'''
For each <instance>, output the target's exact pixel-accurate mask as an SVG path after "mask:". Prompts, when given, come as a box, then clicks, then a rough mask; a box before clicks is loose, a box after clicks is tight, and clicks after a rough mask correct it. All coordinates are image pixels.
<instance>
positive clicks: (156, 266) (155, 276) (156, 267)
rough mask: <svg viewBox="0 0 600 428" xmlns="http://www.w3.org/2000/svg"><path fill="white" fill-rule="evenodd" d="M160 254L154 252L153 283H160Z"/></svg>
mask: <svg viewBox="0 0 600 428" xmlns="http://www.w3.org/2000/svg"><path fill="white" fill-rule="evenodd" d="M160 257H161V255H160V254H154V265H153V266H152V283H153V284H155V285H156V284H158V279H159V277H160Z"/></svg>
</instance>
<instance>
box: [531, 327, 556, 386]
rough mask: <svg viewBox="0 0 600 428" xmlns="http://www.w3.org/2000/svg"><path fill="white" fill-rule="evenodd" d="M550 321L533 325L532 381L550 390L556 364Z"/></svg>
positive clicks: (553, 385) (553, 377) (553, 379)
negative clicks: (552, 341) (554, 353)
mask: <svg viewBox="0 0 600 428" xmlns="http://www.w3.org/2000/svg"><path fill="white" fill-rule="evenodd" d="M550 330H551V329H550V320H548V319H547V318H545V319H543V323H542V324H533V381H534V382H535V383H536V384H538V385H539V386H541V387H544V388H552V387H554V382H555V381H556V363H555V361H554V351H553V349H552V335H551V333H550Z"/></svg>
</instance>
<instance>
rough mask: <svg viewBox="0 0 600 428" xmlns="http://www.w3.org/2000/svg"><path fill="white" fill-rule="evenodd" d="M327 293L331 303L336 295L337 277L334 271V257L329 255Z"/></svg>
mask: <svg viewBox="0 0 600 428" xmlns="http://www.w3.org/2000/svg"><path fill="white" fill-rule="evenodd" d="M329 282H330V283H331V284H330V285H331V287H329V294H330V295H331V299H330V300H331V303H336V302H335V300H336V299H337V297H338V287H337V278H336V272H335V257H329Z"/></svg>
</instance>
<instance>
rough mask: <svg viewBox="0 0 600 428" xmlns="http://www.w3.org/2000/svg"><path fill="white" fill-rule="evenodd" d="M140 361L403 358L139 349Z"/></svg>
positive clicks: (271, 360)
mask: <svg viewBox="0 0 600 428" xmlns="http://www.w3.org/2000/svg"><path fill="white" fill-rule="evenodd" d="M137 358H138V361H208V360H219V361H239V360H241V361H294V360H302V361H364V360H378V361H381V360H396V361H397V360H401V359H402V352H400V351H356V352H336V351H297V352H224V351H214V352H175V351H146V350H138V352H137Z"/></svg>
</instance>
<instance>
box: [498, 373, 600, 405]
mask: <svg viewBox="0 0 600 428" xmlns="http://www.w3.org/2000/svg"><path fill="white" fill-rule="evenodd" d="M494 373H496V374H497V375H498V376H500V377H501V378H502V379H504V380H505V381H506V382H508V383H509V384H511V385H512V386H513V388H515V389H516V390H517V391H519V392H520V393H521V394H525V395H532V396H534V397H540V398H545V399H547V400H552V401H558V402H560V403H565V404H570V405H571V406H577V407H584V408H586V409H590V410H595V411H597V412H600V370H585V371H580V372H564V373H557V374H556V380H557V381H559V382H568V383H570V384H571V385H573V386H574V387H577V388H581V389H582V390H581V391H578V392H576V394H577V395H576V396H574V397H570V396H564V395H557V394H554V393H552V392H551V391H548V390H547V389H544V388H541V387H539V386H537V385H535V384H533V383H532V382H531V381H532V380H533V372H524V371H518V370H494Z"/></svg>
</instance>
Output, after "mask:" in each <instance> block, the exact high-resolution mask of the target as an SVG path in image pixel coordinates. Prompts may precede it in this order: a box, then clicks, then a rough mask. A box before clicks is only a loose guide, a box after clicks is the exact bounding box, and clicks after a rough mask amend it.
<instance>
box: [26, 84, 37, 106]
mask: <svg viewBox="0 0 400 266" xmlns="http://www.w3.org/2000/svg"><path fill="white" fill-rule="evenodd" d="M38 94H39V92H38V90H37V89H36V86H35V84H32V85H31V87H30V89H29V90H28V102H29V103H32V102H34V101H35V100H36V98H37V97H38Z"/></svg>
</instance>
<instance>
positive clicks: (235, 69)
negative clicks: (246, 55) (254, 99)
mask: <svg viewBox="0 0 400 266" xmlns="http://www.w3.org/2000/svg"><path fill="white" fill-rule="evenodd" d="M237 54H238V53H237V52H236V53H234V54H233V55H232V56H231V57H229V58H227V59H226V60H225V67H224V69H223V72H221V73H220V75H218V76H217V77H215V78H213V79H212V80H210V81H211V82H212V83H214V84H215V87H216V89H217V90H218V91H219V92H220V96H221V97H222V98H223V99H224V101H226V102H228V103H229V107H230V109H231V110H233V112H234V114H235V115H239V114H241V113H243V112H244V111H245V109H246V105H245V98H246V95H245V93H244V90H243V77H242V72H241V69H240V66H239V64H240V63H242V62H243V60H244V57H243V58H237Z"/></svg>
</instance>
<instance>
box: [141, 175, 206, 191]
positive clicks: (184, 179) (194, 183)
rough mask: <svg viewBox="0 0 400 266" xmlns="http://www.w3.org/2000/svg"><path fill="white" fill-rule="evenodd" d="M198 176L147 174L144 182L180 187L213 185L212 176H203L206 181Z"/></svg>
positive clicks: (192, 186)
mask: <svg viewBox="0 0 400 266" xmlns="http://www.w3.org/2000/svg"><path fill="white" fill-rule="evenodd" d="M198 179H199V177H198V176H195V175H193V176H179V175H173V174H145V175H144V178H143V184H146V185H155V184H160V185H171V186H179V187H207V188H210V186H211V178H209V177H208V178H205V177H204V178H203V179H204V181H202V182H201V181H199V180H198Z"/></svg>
'''
→ **What is expected**: Copy out each record exactly as given, omitting none.

→ **Response box**:
For each <instance>, output the target's exact pixel-accurate mask as an SVG path after "mask:". Prompts, when given, come as a box, then clicks, then a rough mask; a box before clicks is loose, a box after clicks is tight, and clicks after a rough mask correct it. All coordinates are image pixels.
<instance>
positive clicks: (156, 266) (155, 276) (156, 267)
rough mask: <svg viewBox="0 0 600 428" xmlns="http://www.w3.org/2000/svg"><path fill="white" fill-rule="evenodd" d="M160 254L154 252L153 283H160Z"/></svg>
mask: <svg viewBox="0 0 600 428" xmlns="http://www.w3.org/2000/svg"><path fill="white" fill-rule="evenodd" d="M160 257H161V255H160V254H154V265H153V266H152V283H153V284H155V285H156V284H158V279H159V277H160Z"/></svg>
</instance>
<instance>
box: [531, 327, 556, 386]
rough mask: <svg viewBox="0 0 600 428" xmlns="http://www.w3.org/2000/svg"><path fill="white" fill-rule="evenodd" d="M550 321L533 325L532 381L550 390L556 364Z"/></svg>
positive clicks: (553, 385) (553, 377) (553, 379)
negative clicks: (552, 341) (554, 353)
mask: <svg viewBox="0 0 600 428" xmlns="http://www.w3.org/2000/svg"><path fill="white" fill-rule="evenodd" d="M550 330H551V329H550V320H548V319H547V318H545V319H543V323H542V324H533V381H534V382H535V383H536V384H538V385H539V386H541V387H544V388H552V387H554V382H555V381H556V363H555V361H554V351H553V349H552V335H551V333H550Z"/></svg>
</instance>
<instance>
rough mask: <svg viewBox="0 0 600 428" xmlns="http://www.w3.org/2000/svg"><path fill="white" fill-rule="evenodd" d="M327 293L331 303L336 295L337 277L334 271V257L329 255Z"/></svg>
mask: <svg viewBox="0 0 600 428" xmlns="http://www.w3.org/2000/svg"><path fill="white" fill-rule="evenodd" d="M329 282H330V283H331V284H330V285H331V287H329V294H330V295H331V299H330V300H331V303H336V302H335V300H336V299H337V297H338V287H337V278H336V272H335V257H329Z"/></svg>
</instance>
<instance>
rough mask: <svg viewBox="0 0 600 428" xmlns="http://www.w3.org/2000/svg"><path fill="white" fill-rule="evenodd" d="M140 361L403 358L139 349Z"/></svg>
positive clicks: (271, 360)
mask: <svg viewBox="0 0 600 428" xmlns="http://www.w3.org/2000/svg"><path fill="white" fill-rule="evenodd" d="M137 358H138V361H208V360H219V361H239V360H241V361H294V360H302V361H364V360H378V361H381V360H396V361H397V360H401V359H402V352H400V351H356V352H336V351H297V352H224V351H214V352H175V351H146V350H138V352H137Z"/></svg>
</instance>
<instance>
box: [498, 373, 600, 405]
mask: <svg viewBox="0 0 600 428" xmlns="http://www.w3.org/2000/svg"><path fill="white" fill-rule="evenodd" d="M494 373H496V374H497V375H498V376H500V377H501V378H502V379H504V380H505V381H506V382H508V383H509V384H511V385H512V386H513V388H515V389H516V390H517V391H519V392H520V393H521V394H525V395H532V396H534V397H540V398H545V399H547V400H552V401H558V402H560V403H565V404H570V405H571V406H577V407H584V408H586V409H590V410H595V411H597V412H600V370H585V371H580V372H564V373H557V374H556V380H557V381H559V382H568V383H570V384H571V385H573V386H574V387H577V388H581V389H582V390H581V391H578V392H576V394H577V395H576V396H574V397H570V396H564V395H557V394H554V393H552V392H551V391H548V390H547V389H544V388H541V387H539V386H537V385H535V384H533V383H532V382H531V381H532V380H533V372H524V371H518V370H494Z"/></svg>
</instance>
Output, after "mask:" in each <instance> block, the exact high-resolution mask of the target as an SVG path in image pixel coordinates. Prompts may precede it in this order: a box, then clicks, then a rough mask. A box before clicks is only a loose guide, a box after clicks is the exact bounding box, and clicks after a rough mask amend it.
<instance>
box: [26, 84, 37, 106]
mask: <svg viewBox="0 0 400 266" xmlns="http://www.w3.org/2000/svg"><path fill="white" fill-rule="evenodd" d="M38 94H39V92H38V90H37V89H36V86H35V84H32V85H31V87H30V89H29V90H28V102H29V103H32V102H34V101H35V100H36V98H37V97H38Z"/></svg>
</instance>
<instance>
positive clicks: (235, 69)
negative clicks: (246, 55) (254, 99)
mask: <svg viewBox="0 0 400 266" xmlns="http://www.w3.org/2000/svg"><path fill="white" fill-rule="evenodd" d="M237 54H238V53H237V52H236V53H234V54H233V55H232V56H231V57H229V58H227V59H226V60H225V67H224V69H223V72H221V73H220V75H218V76H217V77H215V78H213V79H212V80H210V81H211V82H212V83H214V84H215V87H216V89H217V90H218V91H219V92H220V96H221V97H222V98H223V99H224V101H226V102H228V103H229V107H230V109H231V110H233V112H234V114H235V115H239V114H241V113H243V112H244V111H245V109H246V105H245V98H246V95H245V93H244V90H243V77H242V72H241V69H240V66H239V64H240V63H242V62H243V60H244V57H243V58H237Z"/></svg>
</instance>
<instance>
box: [141, 175, 206, 191]
positive clicks: (184, 179) (194, 183)
rough mask: <svg viewBox="0 0 400 266" xmlns="http://www.w3.org/2000/svg"><path fill="white" fill-rule="evenodd" d="M198 176L147 174L144 182L180 187L213 185L212 176H203L206 181Z"/></svg>
positive clicks: (192, 186)
mask: <svg viewBox="0 0 400 266" xmlns="http://www.w3.org/2000/svg"><path fill="white" fill-rule="evenodd" d="M198 179H199V177H198V176H195V175H193V176H179V175H173V174H145V175H144V178H143V184H146V185H155V184H160V185H171V186H179V187H207V188H210V186H211V178H209V177H208V178H205V177H204V178H203V179H204V181H202V182H201V181H199V180H198Z"/></svg>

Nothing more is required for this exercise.